[BEGIN]

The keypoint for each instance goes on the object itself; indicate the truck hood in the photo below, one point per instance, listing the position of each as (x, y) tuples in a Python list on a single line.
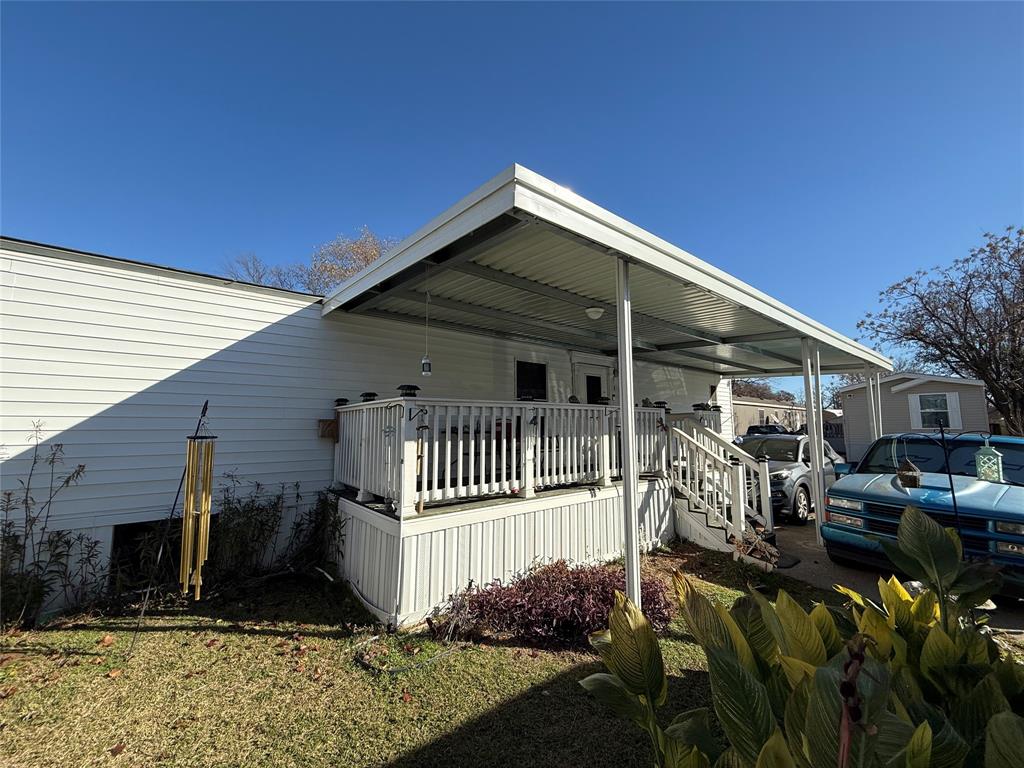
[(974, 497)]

[END]
[BEGIN]

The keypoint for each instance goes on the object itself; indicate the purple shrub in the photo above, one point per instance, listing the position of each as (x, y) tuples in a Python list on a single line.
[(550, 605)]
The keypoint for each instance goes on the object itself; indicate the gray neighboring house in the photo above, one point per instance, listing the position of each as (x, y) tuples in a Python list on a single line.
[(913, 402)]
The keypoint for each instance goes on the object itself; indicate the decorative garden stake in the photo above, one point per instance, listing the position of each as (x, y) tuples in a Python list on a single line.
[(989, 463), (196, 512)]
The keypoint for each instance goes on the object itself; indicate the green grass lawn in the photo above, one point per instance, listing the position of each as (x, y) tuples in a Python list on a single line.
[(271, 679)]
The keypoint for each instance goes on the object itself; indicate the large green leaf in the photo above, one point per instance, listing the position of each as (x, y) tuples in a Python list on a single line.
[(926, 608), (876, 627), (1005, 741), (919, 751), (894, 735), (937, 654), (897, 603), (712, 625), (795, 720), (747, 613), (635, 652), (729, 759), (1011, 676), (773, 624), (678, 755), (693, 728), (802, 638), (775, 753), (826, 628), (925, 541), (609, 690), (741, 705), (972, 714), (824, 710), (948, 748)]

[END]

### Goal
Copy out the entries word for word, starting with the line that contains "indicate the large" and going on through the line that contains "710), (948, 748)]", both lines included.

### Answer to the exercise
The keypoint for each instance goes on the object itself; indicate the large green leaf in the photo above, one point per instance, listing the position of each as (x, y) tuples in a Python list on a single line.
[(926, 608), (876, 627), (1005, 741), (919, 751), (894, 735), (937, 654), (897, 603), (712, 625), (795, 720), (747, 613), (635, 652), (729, 759), (1011, 676), (773, 624), (678, 755), (693, 728), (802, 638), (775, 753), (826, 628), (925, 541), (609, 690), (741, 705), (972, 714), (824, 710), (948, 748)]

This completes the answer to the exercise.